STATED TASK:
Extract the text of every entry below exactly; leave images out.

○ ○ ○ ○ ○ ○ ○

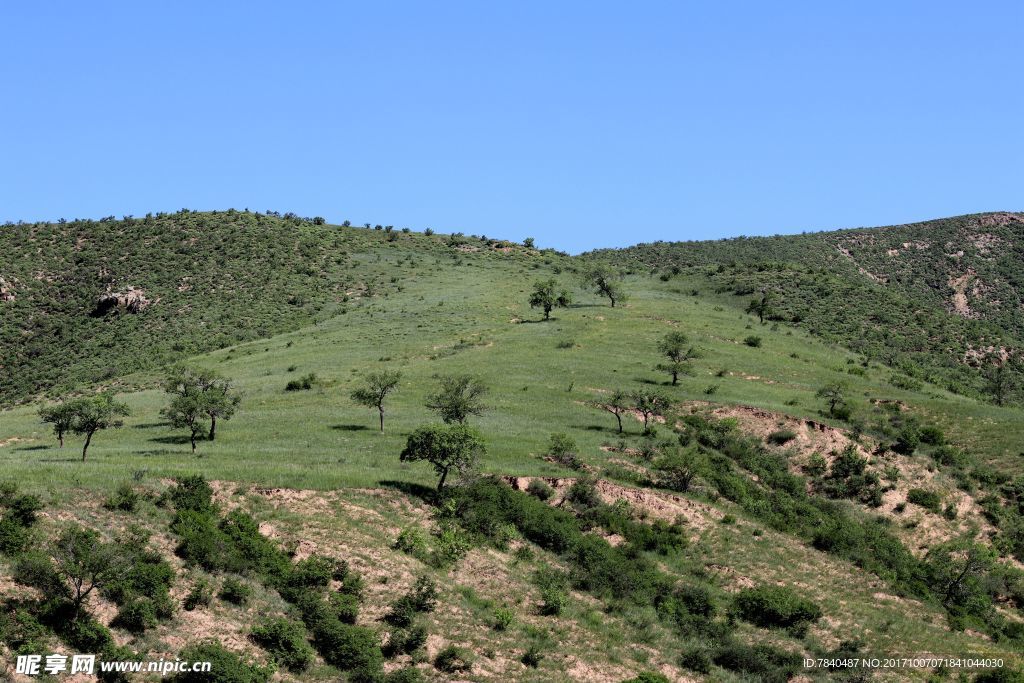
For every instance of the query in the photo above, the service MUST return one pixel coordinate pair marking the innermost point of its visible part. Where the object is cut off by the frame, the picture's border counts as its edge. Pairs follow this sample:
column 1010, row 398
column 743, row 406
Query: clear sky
column 581, row 123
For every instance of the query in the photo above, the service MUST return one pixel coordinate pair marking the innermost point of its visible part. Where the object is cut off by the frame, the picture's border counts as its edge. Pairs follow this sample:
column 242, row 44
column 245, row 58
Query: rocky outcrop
column 131, row 300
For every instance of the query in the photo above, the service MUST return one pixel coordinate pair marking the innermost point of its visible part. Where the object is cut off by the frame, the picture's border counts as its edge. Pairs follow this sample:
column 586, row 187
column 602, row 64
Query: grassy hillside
column 653, row 579
column 939, row 300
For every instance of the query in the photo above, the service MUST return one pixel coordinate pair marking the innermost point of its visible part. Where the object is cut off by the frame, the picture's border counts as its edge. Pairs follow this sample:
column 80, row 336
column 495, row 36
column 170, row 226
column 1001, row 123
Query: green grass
column 460, row 319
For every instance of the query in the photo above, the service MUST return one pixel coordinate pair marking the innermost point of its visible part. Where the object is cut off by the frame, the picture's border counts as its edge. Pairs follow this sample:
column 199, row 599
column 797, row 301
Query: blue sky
column 582, row 124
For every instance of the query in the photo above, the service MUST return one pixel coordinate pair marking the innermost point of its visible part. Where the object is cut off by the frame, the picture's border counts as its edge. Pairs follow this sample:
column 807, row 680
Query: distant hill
column 941, row 300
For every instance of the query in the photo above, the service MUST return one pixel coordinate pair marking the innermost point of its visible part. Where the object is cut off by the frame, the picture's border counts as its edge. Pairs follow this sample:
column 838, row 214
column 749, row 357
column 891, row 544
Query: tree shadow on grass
column 176, row 439
column 422, row 492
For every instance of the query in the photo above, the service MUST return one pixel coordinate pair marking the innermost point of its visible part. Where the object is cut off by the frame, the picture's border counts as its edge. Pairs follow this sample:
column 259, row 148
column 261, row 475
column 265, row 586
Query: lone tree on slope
column 446, row 447
column 93, row 414
column 616, row 403
column 60, row 416
column 606, row 282
column 761, row 307
column 376, row 389
column 547, row 296
column 835, row 395
column 675, row 348
column 458, row 397
column 188, row 411
column 649, row 403
column 218, row 396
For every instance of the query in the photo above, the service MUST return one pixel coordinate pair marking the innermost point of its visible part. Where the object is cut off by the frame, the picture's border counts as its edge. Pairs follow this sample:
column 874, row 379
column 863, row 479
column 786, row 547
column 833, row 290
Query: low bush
column 776, row 606
column 200, row 595
column 929, row 500
column 540, row 488
column 781, row 436
column 286, row 641
column 453, row 659
column 225, row 666
column 124, row 499
column 235, row 591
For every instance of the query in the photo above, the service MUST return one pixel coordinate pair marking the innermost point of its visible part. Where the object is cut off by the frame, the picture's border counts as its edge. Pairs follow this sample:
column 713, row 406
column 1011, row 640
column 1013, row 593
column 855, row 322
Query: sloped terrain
column 615, row 553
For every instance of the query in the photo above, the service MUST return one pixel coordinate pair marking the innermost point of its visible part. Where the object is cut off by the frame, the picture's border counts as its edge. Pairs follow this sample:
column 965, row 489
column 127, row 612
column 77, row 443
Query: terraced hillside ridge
column 940, row 300
column 676, row 487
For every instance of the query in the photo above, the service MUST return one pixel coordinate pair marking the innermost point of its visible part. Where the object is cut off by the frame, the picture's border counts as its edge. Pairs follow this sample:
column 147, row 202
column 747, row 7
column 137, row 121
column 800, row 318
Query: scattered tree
column 607, row 283
column 86, row 563
column 187, row 412
column 458, row 397
column 217, row 395
column 547, row 296
column 649, row 403
column 835, row 395
column 60, row 416
column 446, row 447
column 616, row 403
column 678, row 467
column 376, row 389
column 675, row 348
column 761, row 307
column 93, row 414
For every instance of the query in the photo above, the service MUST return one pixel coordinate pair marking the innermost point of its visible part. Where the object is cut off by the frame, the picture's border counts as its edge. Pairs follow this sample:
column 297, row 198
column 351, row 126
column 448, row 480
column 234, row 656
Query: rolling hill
column 750, row 528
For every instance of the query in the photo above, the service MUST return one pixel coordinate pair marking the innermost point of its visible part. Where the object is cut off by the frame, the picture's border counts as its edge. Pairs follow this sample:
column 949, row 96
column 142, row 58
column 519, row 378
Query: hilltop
column 576, row 551
column 939, row 300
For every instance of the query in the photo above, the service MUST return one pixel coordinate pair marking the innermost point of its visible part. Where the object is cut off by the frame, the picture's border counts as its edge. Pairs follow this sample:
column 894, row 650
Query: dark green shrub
column 407, row 675
column 929, row 500
column 124, row 499
column 781, row 436
column 348, row 647
column 235, row 591
column 225, row 667
column 648, row 677
column 136, row 615
column 286, row 641
column 540, row 489
column 36, row 569
column 14, row 538
column 765, row 663
column 23, row 633
column 453, row 659
column 303, row 384
column 775, row 606
column 200, row 595
column 504, row 617
column 192, row 493
column 531, row 657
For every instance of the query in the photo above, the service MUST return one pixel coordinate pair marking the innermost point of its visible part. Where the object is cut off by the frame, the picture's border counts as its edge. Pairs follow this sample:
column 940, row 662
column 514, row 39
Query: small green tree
column 678, row 467
column 446, row 447
column 606, row 282
column 835, row 395
column 187, row 411
column 956, row 570
column 761, row 307
column 649, row 403
column 60, row 416
column 86, row 562
column 458, row 397
column 675, row 347
column 218, row 396
column 616, row 403
column 93, row 414
column 375, row 390
column 547, row 296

○ ○ ○ ○ ○ ○ ○

SOLVED PROBLEM:
For every instance of the query in the photo above, the service MUST return one pixel coordinate pair marking the innermost point of its visible part. Where the object is cut off by the frame, the picture's border counts as its edge. Pairs follow this sample:
column 1010, row 398
column 743, row 406
Query: clear sky
column 581, row 123
For every instance of the query in the photo above, the service MUST return one pixel coordinate pair marking the innermost point of its visible part. Where the object is cut off by the frame, the picture's border counts as its edge. Pairs follow this sample:
column 242, row 44
column 245, row 58
Query: rocky outcrop
column 131, row 300
For every instance of the query in the photo above, the service MUST return one pixel coordinate pair marking the innermost point of its visible part. Where the object is cut off by the frame, the picture's border counts as its edge. Pairs follow this sample:
column 586, row 187
column 602, row 64
Query: grassy hillside
column 653, row 579
column 939, row 300
For every instance of the query in the photo above, the service MUST return one pixel coordinate pair marking the innermost point of its visible part. Where the object is cut off by the frame, the picture's border counts as its edge. Pairs follow this sample:
column 80, row 336
column 495, row 36
column 170, row 226
column 1001, row 123
Query: green grass
column 460, row 319
For every instance of the query in the photo above, the service MUST return one pixel coordinate pair marking the innermost point of its visible part. Where the object is cut off by the frame, the picture's border counts as its edge. Pairs follow this sample:
column 199, row 599
column 797, row 301
Query: blue sky
column 582, row 124
For every instance of the query in the photo above, the service MUST return one pixel coordinate pair marking the innermost point of its visible part. Where the object is cut off by the frame, the picture's border counts as its edge. Pairs follow this sample:
column 807, row 680
Query: distant hill
column 941, row 300
For every instance of the query in the photo above, the service MUST return one pixel coordinate pair marking the innermost point of its visible part. Where the object is cut off by the frame, the picture's border counts as its edge. Pairs follow this sample:
column 838, row 214
column 749, row 357
column 891, row 544
Query: tree shadow on grass
column 176, row 439
column 422, row 492
For every instance of the query in the photo above, the service MUST return one pixel coordinate pair marking the innermost point of its visible part. Where the object is cut off by the frame, the picture's border counts as its edge. Pairs follow this sample:
column 259, row 148
column 261, row 475
column 265, row 586
Query: lone tree on slope
column 446, row 447
column 93, row 414
column 616, row 403
column 60, row 416
column 606, row 282
column 761, row 307
column 376, row 389
column 547, row 296
column 835, row 395
column 675, row 348
column 458, row 397
column 188, row 411
column 649, row 403
column 218, row 396
For every instance of the query in the photo above, the service MUST return one pixel coordinate pair marking the innermost point of its visible part. Where the object is cut off by the frame, the picture's border counts as its edge. Pairs follow this sample:
column 874, row 379
column 863, row 479
column 786, row 547
column 833, row 290
Query: low bush
column 776, row 606
column 200, row 595
column 929, row 500
column 540, row 488
column 781, row 436
column 286, row 641
column 453, row 659
column 225, row 666
column 124, row 499
column 235, row 591
For every instance of the query in the photo above, the service MUST return one pixel coordinate pair marking the innermost point of its visible part. Where the object is cut off by the frame, the picture's border counts as its edge. Pairs follow this sample:
column 713, row 406
column 1011, row 640
column 1013, row 593
column 855, row 322
Query: sloped terrain
column 615, row 553
For every instance of the query in the photo above, the service MUST return one pixel coordinate pair marking the innermost point of its visible part. Where the object is cut off by the frame, the picture's border counts as its edge. Pairs follow this sample:
column 965, row 489
column 127, row 612
column 77, row 443
Query: terraced hillside ridge
column 940, row 300
column 676, row 487
For every instance of the query in the photo above, the service MUST return one pixel coordinate pair marking the innermost point of its visible part. Where the object is cut off by the frame, the picture's border counts as its edge. Pairs follow this sample:
column 147, row 202
column 747, row 7
column 137, row 121
column 800, row 318
Query: scattered tree
column 607, row 283
column 86, row 563
column 187, row 412
column 458, row 397
column 217, row 395
column 547, row 296
column 649, row 403
column 835, row 395
column 60, row 416
column 446, row 447
column 616, row 403
column 678, row 467
column 376, row 389
column 675, row 348
column 761, row 307
column 93, row 414
For every instance of the query in the photo above, the service MUST return one pixel coordinate pair marking the innermost point of its visible part. Where the object is cut off by the frame, the picture's border counts as its edge. Pairs follow this sample:
column 297, row 198
column 351, row 126
column 448, row 480
column 234, row 656
Query: rolling hill
column 750, row 528
For every instance of the query in the photo above, the service MUST return one pixel coordinate pair marking the innermost point of its visible part. Where the object is cut off by the frame, the picture's border counts as its edge. Pairs follow this sample:
column 949, row 96
column 142, row 58
column 519, row 378
Query: hilltop
column 576, row 551
column 939, row 300
For every instance of the query in the photo above, the service MUST return one pixel coordinate pair marking the innermost point of its visible part. Where the object is cut off by the frame, the picture's border counts as its edge. Pairs follow this sample:
column 894, row 650
Query: dark green shrub
column 407, row 675
column 929, row 500
column 124, row 499
column 781, row 436
column 348, row 647
column 235, row 591
column 225, row 667
column 648, row 677
column 136, row 615
column 286, row 641
column 540, row 489
column 36, row 569
column 14, row 538
column 765, row 663
column 23, row 633
column 453, row 659
column 303, row 384
column 775, row 606
column 200, row 595
column 504, row 617
column 192, row 493
column 531, row 657
For every instance of the query in the photo above, the service MUST return one pixel coordinate pair marking the innermost point of its visible part. Where the object is cut off by the frame, the picture's border counts as its edge. Pairs follow this sample:
column 940, row 662
column 514, row 39
Query: small green tree
column 678, row 467
column 446, row 447
column 606, row 282
column 835, row 395
column 187, row 411
column 956, row 570
column 761, row 307
column 649, row 403
column 60, row 416
column 86, row 562
column 458, row 397
column 675, row 347
column 218, row 396
column 616, row 403
column 93, row 414
column 375, row 390
column 547, row 296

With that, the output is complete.